=== Instruction 1 ===
Format the position identification rows, everything from the first row down to the line containing "[(620, 609), (332, 238)]", as a JSON list of strings with one string per line and blank lines omitted. Leave the pictures out of the list.

The top skewers were about 1 inch from the top and the others led across and down so the chams could move easily from plants to basking areas and across the terrarium to hunt food.

Use an already used long Reptisun 5.0 bulb to provide the UV and heat. Since you probably don't have a used 5.0 Reptisun long bulb, you can get a Reptisun 2.0 bulb instead.
No basking lamp needed in this setup because babies need it cooler than the older chams do.
Temperatures of 70 to 75 degrees are what the babies need.
They will sit under the fluorescent light to bask.
Use a long tube bulb rather than a coil type compact one.
Normal room temps in the 70s are good and avoid drafty areas (like ac outputs, fans, etc.) or hotter areas of the house or window areas where the temps or humidity will get too high/low.

You absolutely must mist the babies several times each day, for several minutes.
3 times each day was typically what I did.
You have to mist for several minutes to ensure that they actually drink.
I used a very fine mist from a Home Depot brand spray bottle.
Food should be present at all times.

An accurate humidity and temperature gauge is essential.
Mine, being electronic and not waterproof, was removed during the mistings and put back in afterwards.

Keep the enclosure above 60% humidity without keeping it wet all the time.

When feeding them fruit flies--as you should for the first month--you can stick a piece or fruit onto 1 or 2 skewers, so the flies are eating something--and make easier targets hanging around the fruit.
Josh's Frogs has excellent 32 ounce producing Hydei FF cultures and even 3 chams will eat a great number of flightless fruit flies.
Their FF medium is nutritious, so the flies provide good nutrition.

After a month or so, I added small Phoenix worms, tiny superworms and extremely small crickets to their diet but fruit flies were a staple for a few months.

Position identification records
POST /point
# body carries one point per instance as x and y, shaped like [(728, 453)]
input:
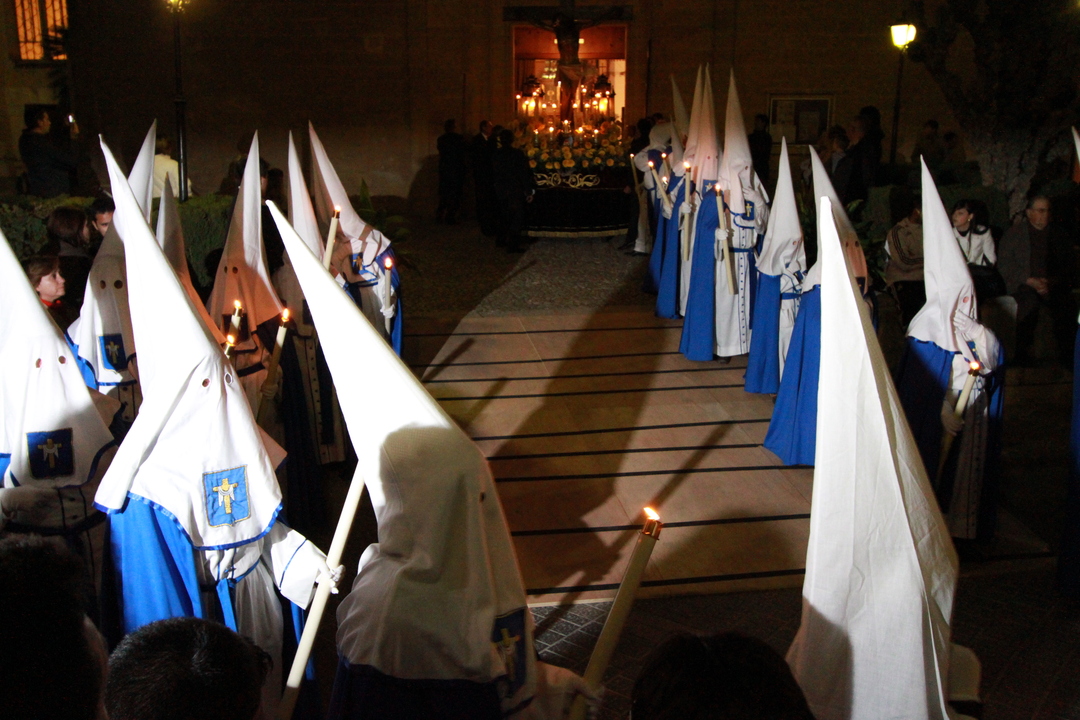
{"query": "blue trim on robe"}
[(1068, 558), (362, 692), (763, 366), (793, 431), (667, 239), (922, 378), (699, 327)]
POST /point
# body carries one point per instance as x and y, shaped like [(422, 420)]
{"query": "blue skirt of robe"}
[(793, 431), (763, 366), (667, 289), (922, 378), (699, 326)]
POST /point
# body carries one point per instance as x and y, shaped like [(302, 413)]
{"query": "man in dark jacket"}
[(1035, 259), (513, 187), (49, 170), (451, 173)]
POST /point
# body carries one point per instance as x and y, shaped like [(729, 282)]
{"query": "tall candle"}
[(332, 238), (620, 609)]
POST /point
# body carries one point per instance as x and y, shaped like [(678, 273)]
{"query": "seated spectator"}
[(49, 168), (186, 668), (1036, 262), (728, 676), (165, 166), (903, 273), (54, 660), (99, 217)]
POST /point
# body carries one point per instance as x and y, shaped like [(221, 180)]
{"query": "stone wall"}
[(379, 77)]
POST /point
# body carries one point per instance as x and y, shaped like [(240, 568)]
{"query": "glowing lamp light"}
[(903, 35)]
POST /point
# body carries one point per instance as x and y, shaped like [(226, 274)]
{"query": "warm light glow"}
[(903, 35)]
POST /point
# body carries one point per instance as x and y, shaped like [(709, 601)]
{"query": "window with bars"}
[(40, 25)]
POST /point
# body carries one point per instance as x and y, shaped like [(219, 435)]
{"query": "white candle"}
[(620, 609), (332, 238)]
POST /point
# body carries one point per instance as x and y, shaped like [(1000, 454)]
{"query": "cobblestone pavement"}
[(1007, 610)]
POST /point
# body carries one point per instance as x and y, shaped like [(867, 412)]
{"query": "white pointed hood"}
[(881, 570), (140, 178), (678, 107), (103, 333), (949, 317), (242, 273), (170, 236), (194, 443), (692, 132), (737, 176), (782, 248), (849, 239), (706, 151), (444, 574), (50, 428), (329, 193)]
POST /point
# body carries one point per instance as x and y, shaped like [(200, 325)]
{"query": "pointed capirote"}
[(196, 428), (783, 239), (140, 178), (242, 274), (51, 432), (329, 193), (849, 239), (880, 571), (442, 531), (170, 236), (679, 116)]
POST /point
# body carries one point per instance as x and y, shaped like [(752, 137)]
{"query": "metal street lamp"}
[(902, 37), (176, 7)]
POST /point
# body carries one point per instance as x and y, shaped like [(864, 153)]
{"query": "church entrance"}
[(545, 93)]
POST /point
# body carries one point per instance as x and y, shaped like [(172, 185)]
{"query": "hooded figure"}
[(881, 571), (943, 339), (103, 334), (191, 496), (436, 623), (54, 432), (746, 203), (375, 289), (660, 144), (688, 209), (703, 151), (314, 432), (243, 276), (793, 430), (780, 269)]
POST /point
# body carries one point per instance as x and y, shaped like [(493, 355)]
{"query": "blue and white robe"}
[(367, 293), (793, 431), (968, 487)]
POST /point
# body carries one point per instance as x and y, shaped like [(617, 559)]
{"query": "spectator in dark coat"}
[(451, 173), (513, 187), (49, 168)]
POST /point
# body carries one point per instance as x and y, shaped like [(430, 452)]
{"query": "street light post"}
[(176, 7), (902, 37)]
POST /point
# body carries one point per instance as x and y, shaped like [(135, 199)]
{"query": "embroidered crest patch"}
[(50, 453), (509, 639), (226, 492), (112, 351)]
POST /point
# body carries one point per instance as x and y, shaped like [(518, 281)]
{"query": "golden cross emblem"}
[(225, 494), (113, 349), (509, 642), (52, 451)]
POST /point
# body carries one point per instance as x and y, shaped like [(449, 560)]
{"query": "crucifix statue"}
[(567, 21)]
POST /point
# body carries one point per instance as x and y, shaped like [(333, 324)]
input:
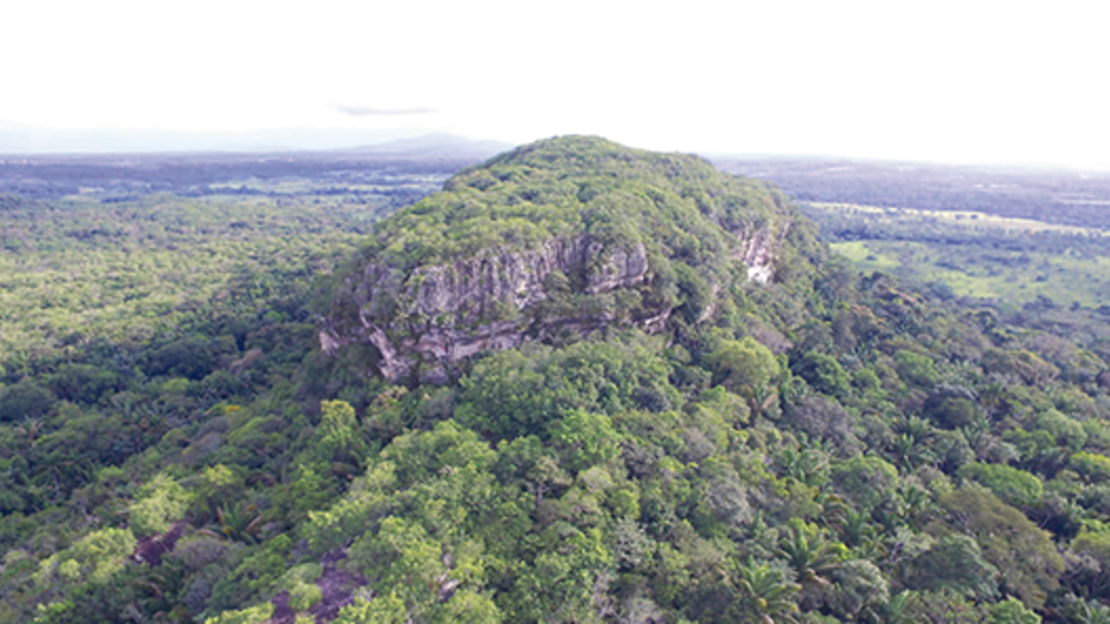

=== Instruction 2 ===
Reproduce verbatim the passage of the baby chameleon care text running from "No basking lamp" down to "type compact one.".

=== Correct response 1 ===
[
  "POST /point",
  "# body carries one point per instance as x and y, shaped like [(728, 453)]",
  "input:",
  "{\"query\": \"blue trim on robe\"}",
  "[(1068, 558), (362, 692), (763, 366), (793, 431), (667, 239), (922, 378), (699, 327)]",
  "POST /point",
  "# body carries one point per instance as x and y, shaped like [(422, 420)]",
  "{\"query\": \"blue skirt of robe\"}",
  "[(793, 431), (763, 366), (667, 289), (922, 378), (699, 326)]",
  "POST /point",
  "# body carries one point per instance as x and y, shaped like [(302, 413)]",
  "{\"query\": \"man in dark jacket\"}",
  "[(1035, 259), (513, 187), (49, 170), (451, 173)]",
  "POST /point",
  "# body carries one point per instance as x and y, shaped like [(729, 282)]",
  "{\"query\": \"tall candle\"}",
  "[(332, 238), (620, 609)]",
  "POST /point",
  "# body carries one point per instance as x and y, shaped like [(678, 273)]",
  "{\"query\": \"seated spectator\"}",
  "[(49, 168), (186, 668), (1036, 262), (728, 676), (165, 166), (903, 273), (54, 660), (99, 217)]",
  "POST /point",
  "# body carries one point per instance as x and y, shaped like [(221, 180)]",
  "{\"query\": \"stone wall\"}",
  "[(379, 77)]",
  "POST /point",
  "# body carries one point per instance as x and y, shaped like [(240, 568)]",
  "{\"query\": \"glowing lamp light\"}",
  "[(903, 35)]",
  "POST /point",
  "# body carries one point per instance as x and y, shaped like [(226, 274)]",
  "{\"query\": \"warm light glow\"}",
  "[(903, 35)]",
  "POST /point",
  "# body carries one point per instance as x and y, shaped like [(709, 601)]",
  "{\"query\": \"window with bars\"}",
  "[(40, 25)]",
  "POST /point",
  "# body carries one point per instance as x and y, shaped like [(219, 435)]",
  "{\"query\": \"white candle\"}",
  "[(620, 609), (332, 238)]"
]

=== Correct response 2 ===
No basking lamp needed in this setup because babies need it cooler than the older chams do.
Temperatures of 70 to 75 degrees are what the babies need.
They will sit under the fluorescent light to bask.
Use a long tube bulb rather than a coil type compact one.